PASSAGE TO READ:
◇ ◇ ◇

Wednesday, January 22, 2025

Words Not Deeds



*Note: Today's post was originally posted on the Patreon! Join to get early posts on top of podcast episodes and new book serializations!*


Today's going to be a little bit of a reflection. Take it with a grain of salt, but I usually talk like this when trying to figure things out internally.

A long time ago it used to be well understood that what you did is what mattered. No matter what bluster you had behind your words, no matter how many wheels you greased, and no matter how many popular buzzwords you spoke to get your foot in the door, in the end it came down to what you did. You couldn't rest on puffing yourself up forever to gather audience attention. If you didn't act, it didn't matter. And we would ourselves back up our beliefs by holding such people's feet to the fire to ensure that they acted.

In other words, we valued the truth, and we valued those who fought for it. If you were a faker, you would get found out soon enough.

That doesn't happen so much anymore. Instead we let anyone above us do what they want as if they simply need to repeat the right codewords and they can have carte blanche to run roughshod over whatever or whoever they want. Simply look at any legacy industry and see them being run into the ground by these exact people these days. Nothing is growing, it's all shrinking. It ties in to our obsession with surface level aesthetic and appearances over proper depth and meaning. Juvenile and shallow. It's no coincidence such folk communicate mainly with teenage snark and prepubescent name-calling. This is who we let in the door, juvenile and bitter.

Who cares if the Superdude comic (this is a general example, not literal) has him murdering and dehumanizing large swaths of the population through silly speeches--it is a comic produced by DC Comics, therefore you need to swallow and accept it as scripture. Meaningless words. None of it has value. But it does send signals to the right people, and that's all that matters. The connection is gone, now it's all lectures.

Everyone seems to know it, but no one really has answer. After all, how do you compete against an industry that simply isn't interested in you? You can't, really. All you can do is vote with your feet, as the saying goes.

And it seems like exactly that is happening.

But, at the same time, who am I to complain about such things? Am I not doing exactly what I'm complaining about above? As a writer, am I not the purest example of words and not deeds? In a sense, yes, and that is one of the many reasons writers no longer command the same sort of respect they once did. We wasted our opportunity and lost the audience's trust. Too few are unwilling to put their money where their mouth is and it has lead to ruin. All we have to do is say the bare minimum of buzzwords and get all the rewards and kudos, or so we think. There's more to left than momentary profit, and we all realize that on some level.

Any man or woman who creates has a duty to use their creation to try and understand more about themselves and others. They must move outward from inward. The other choice is to either pander to the lowest common denominator or to produce propaganda to drag others down, neither of which is art--it is a grab at respectability with the in-crowd, whatever in-crowd that might be, in order to fit in with some pre-established group. This is the perfect example of words instead of deeds. It is about what you say and not what you do. This is anti-art and therefore should be discouraged. Unfortunately, in the modern age, this is the default way of being and is very much encouraged. Unfortunately, it is to our detriment.

◇ ◇ ◇

DATA EXTRACT:
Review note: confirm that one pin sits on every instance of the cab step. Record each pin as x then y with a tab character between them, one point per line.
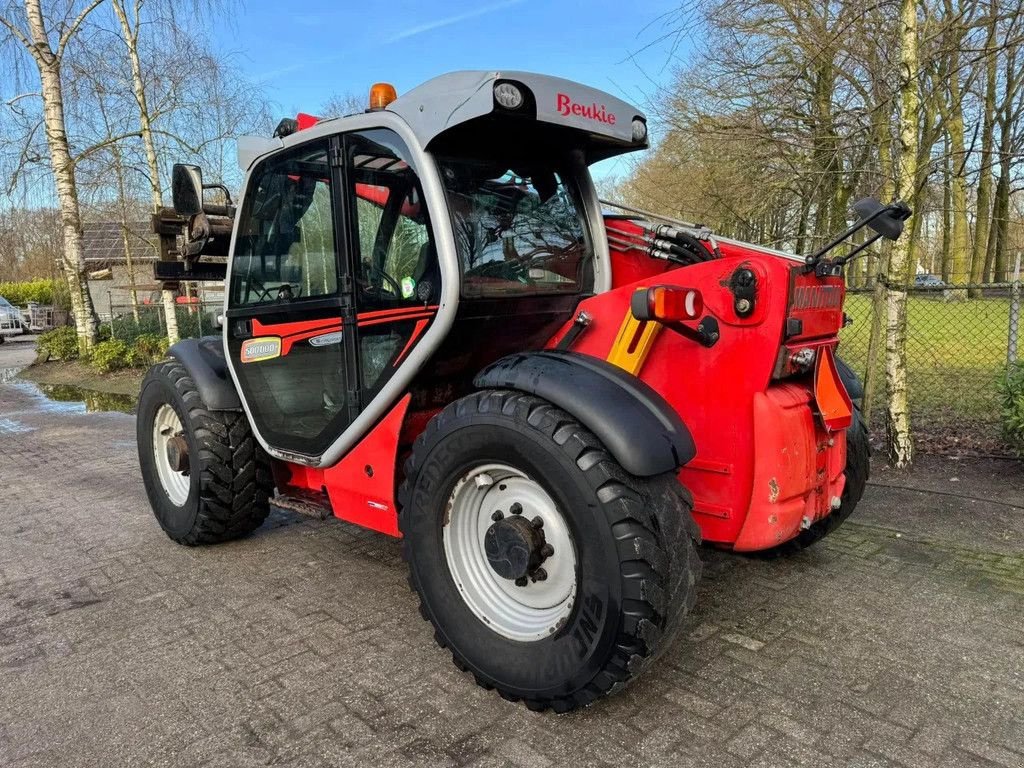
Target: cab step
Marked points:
308	505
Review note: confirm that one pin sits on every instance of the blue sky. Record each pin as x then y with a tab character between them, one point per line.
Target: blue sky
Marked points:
306	50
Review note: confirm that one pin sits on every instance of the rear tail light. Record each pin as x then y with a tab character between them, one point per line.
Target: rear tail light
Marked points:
667	304
833	400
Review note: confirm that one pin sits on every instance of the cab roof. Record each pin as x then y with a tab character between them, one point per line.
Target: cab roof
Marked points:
455	98
601	124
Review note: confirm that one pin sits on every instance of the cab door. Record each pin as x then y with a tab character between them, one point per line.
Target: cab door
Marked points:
286	302
333	281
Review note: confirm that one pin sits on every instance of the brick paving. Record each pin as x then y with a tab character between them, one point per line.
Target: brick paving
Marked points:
893	644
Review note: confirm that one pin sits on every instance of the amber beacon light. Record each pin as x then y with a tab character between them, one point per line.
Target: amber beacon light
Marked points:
381	94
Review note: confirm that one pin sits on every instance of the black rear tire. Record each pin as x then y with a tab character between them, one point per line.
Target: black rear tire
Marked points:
229	478
634	539
858	464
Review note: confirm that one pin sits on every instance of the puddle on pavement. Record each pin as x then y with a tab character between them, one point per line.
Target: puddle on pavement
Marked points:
70	398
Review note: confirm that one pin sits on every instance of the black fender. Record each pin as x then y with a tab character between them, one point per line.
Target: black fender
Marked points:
854	387
643	433
204	359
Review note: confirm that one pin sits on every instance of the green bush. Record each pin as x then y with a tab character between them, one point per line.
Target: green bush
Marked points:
150	324
1012	390
44	291
112	355
61	343
148	348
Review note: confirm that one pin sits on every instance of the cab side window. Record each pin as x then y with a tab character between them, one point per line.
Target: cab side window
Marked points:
286	247
396	262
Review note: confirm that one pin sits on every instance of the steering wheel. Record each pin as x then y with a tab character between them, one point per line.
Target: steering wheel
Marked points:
262	292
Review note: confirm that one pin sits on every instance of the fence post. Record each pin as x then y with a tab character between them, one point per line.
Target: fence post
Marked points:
1015	313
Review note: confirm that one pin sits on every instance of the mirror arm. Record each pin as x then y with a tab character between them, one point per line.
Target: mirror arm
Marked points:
227	195
860	224
858	249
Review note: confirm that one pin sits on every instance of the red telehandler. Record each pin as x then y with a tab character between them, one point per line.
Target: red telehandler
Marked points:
434	329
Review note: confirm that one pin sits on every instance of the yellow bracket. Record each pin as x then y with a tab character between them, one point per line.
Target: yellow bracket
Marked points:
633	343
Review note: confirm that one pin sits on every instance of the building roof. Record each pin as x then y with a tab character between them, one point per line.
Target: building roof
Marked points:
103	246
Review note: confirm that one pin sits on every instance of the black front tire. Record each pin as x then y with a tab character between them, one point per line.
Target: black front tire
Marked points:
230	482
634	539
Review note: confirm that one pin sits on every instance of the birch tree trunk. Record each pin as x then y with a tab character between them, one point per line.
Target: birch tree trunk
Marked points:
985	173
73	262
878	272
129	32
898	440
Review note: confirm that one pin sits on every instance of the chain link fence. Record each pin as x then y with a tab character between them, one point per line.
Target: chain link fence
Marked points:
196	316
960	341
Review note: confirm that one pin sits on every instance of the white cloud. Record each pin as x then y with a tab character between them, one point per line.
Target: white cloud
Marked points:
449	20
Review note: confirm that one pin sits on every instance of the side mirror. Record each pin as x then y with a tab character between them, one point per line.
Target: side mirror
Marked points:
886	220
186	189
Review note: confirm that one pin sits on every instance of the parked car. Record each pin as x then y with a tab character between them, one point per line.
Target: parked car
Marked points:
10	320
928	281
933	287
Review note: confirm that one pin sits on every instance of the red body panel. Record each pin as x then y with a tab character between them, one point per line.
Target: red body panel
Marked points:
766	465
752	433
361	485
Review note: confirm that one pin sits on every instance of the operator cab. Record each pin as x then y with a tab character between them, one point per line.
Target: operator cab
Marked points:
385	254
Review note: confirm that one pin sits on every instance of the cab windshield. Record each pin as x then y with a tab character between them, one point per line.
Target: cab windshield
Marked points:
518	230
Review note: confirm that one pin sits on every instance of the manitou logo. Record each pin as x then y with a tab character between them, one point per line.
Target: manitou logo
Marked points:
599	113
817	297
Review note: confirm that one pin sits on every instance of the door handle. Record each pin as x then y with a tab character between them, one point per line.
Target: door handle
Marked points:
242	329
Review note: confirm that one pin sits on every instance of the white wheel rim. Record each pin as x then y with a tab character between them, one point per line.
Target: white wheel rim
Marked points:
528	612
166	425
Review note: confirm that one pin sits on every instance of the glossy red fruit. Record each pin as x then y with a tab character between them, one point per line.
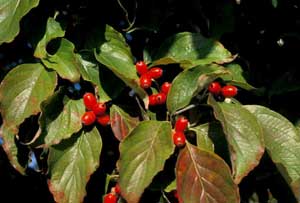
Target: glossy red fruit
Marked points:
117	189
110	198
229	91
145	81
89	100
165	87
181	124
179	139
152	100
88	118
141	67
155	72
99	108
104	120
215	88
161	98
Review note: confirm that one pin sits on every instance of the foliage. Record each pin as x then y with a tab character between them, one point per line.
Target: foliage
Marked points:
228	141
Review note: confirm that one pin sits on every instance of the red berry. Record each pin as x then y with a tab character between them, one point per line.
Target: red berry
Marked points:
229	91
181	124
141	67
155	72
88	118
89	100
110	198
165	87
179	139
117	189
99	108
104	120
161	98
215	88
152	100
145	81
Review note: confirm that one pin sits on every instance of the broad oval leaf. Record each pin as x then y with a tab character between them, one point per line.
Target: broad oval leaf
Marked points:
53	30
204	177
11	13
244	136
189	83
71	164
282	142
10	148
191	49
115	54
22	91
142	155
121	122
59	119
65	62
236	76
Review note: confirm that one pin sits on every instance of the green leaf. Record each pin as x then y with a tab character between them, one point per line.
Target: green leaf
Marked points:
60	119
282	142
121	122
236	76
115	54
142	155
244	135
11	13
22	91
90	72
191	49
203	139
189	83
71	164
53	30
10	148
65	62
203	176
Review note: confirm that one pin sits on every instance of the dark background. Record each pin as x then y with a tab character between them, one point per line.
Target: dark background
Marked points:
266	39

◇ ◇ ◇

THINGS TO DO:
a. In the post on words versus deeds, what duty does it say any man or woman who creates has?
b. Rewrite the paragraph of the words-versus-deeds post that begins "A long time ago it used to be well understood" in fewer words, keeping its main points.
c. Resume the post about words and deeds, starting after its final sentence.

RESULTS OF THE EXERCISE:
a. They have a duty to use their creation to try to understand more about themselves and others.

b. It was once widely understood that actions were what counted. No amount of bluster, favor-trading or popular buzzwords could replace them, and self-promotion could only hold an audience for so long. Without action, nothing else mattered, and people backed up this belief by holding such figures' feet to the fire until they acted.

c.
Now we desire those buzzwords and ingroups more than we desire art or Truth, and it has led to a giant mess of an industry no one can believe in anymore.

So how does one change that? How do we reverse course this late in the game? How do we do it when no one in charge wishes to listen?

More so, how does one become someone whose words are meant to explain their own actions to others instead of lecturing or pandering instead? How do you avoid talking at others and forcing yourself down their throats instead of just communicating and presenting your ideas for consideration with insistence of acceptance? How does one avoid tripping over that line and losing their way in a medium that incentives losing your way to begin with? There is no guidebook or manual for this kind of thing, after all. It's all so very confusing.

I say this because it has gotten to the point that I don't think I properly understand how to bridge words with actions anymore. I thought I did, but it's only gotten more complicated as I've gotten older and as the industry has gotten more blunt and surface level. How much of myself is to be put into what I say before it just becomes jabbering nonsense detached from actions? When does it cross the line into being real and not foolish hopes or projections onto others?

When do I lose connection and begin drifting off into the void, never to return? That's something I think about a lot.

Many have wondered why I tend to avoid using larger words in my writings, those the ones intellectuals pepper their own works with to sum up larger thoughts, and the reason is that I want to remain crystal clear in what I say to as many people as possible. I don't want to rely on stopgaps, especially when such stopgaps are so easily weaponized these days.

While words matter, so too does the intent behind what we say with them. I do not want to waste them on filter words and cobbled together codewords for a select few who have the matching code rings to decipher them. I want to reach as many as possible, and I don't think it can be done by purposely obscuring my meaning with unneeded clutter. I could be wrong about that, but at this point I think it's the only path forward for me. I have to find a new way forward somehow.


Does anyone, these days?


I've written before about slogans and the insidious way they can be used to kill communication, but that is because of how powerful words are to begin with. They can persuade and they can inspire and, under the right conditions, can also manipulate and destroy. Sticks and stones may break your bones but words will be the motivator for them to be used against you in the first place. Therefore we should take them seriously and learn what they're for, and how to use them in better ways.

Perhaps this post is a call for responsibility among those who use words, much like they are for any other weapon. I know I need that reminder a lot. You need a license for most weapons, but you don't need anything for words. I suppose the closest thing would be "credibility" which is given by publishers or editors these days, in rapidly decreasing amounts. But aside from that, it's free game. And there isn't any way to control who gets influenced by what, as OldPub is very quickly learning. We're all speaking into the void these days, and that does not seem to be changing.

So what is my role as a writer? How do I shape my words into deeds? Can I live the lives my protagonists do, even from my comparatively less exciting existence? Is my way of acting through art used to inspire or to build up? To do it the right way?

There are always a lot of questions, but asking questions is a lot easier than finding answers. It's especially difficult to find answers when no one is on the same page anymore. These days it's a free-for-all, and I'm not convinced that's entirely a good thing.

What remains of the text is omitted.